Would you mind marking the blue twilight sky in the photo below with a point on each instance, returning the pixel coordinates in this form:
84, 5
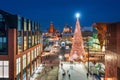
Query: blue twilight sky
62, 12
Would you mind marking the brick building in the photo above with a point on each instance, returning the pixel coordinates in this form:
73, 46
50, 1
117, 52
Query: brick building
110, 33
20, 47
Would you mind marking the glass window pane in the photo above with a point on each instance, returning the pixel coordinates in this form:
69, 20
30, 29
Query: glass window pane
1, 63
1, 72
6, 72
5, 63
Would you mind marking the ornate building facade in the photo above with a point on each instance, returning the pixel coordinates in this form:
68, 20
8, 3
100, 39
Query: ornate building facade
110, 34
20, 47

==

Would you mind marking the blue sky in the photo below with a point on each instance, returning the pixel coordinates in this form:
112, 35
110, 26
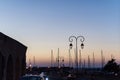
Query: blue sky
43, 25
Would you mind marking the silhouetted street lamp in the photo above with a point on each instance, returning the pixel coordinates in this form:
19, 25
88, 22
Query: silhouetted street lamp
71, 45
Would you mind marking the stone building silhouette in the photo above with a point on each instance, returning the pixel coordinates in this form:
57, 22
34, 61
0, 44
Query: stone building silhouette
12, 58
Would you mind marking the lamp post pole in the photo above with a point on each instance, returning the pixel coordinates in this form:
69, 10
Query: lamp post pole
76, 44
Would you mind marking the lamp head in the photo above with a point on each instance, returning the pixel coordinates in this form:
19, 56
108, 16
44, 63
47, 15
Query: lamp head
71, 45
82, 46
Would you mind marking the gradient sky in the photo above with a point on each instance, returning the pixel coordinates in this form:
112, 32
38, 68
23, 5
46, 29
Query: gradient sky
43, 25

--

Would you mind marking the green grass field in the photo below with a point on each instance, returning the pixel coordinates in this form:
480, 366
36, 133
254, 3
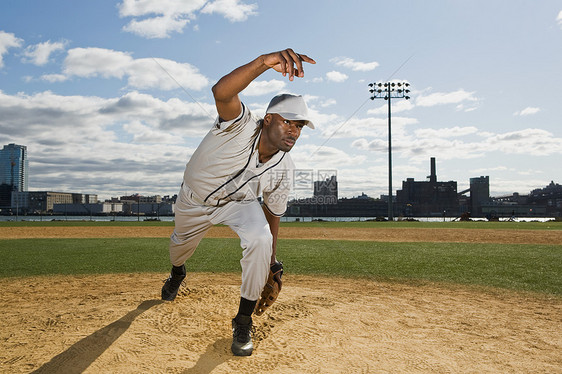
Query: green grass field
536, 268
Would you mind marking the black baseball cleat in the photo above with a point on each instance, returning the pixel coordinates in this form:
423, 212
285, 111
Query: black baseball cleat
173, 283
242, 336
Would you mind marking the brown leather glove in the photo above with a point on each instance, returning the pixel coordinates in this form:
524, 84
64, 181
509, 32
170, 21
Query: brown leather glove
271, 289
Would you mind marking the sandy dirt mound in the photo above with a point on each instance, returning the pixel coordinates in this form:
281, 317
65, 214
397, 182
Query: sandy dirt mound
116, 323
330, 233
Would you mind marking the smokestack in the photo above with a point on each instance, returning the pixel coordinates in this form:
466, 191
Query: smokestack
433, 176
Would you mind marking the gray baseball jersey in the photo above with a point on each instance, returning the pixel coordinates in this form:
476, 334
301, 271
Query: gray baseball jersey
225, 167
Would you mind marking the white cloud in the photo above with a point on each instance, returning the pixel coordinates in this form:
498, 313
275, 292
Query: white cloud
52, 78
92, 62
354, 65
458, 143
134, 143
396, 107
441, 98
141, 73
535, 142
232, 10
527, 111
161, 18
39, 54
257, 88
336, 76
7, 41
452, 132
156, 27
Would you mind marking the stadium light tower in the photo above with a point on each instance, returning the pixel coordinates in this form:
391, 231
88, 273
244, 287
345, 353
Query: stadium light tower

◆ YOUR ASSIGNMENT ◆
Only a number is needed here: the count of lines above that hold the string "tower".

◆ PROBLEM SOLUTION ◆
2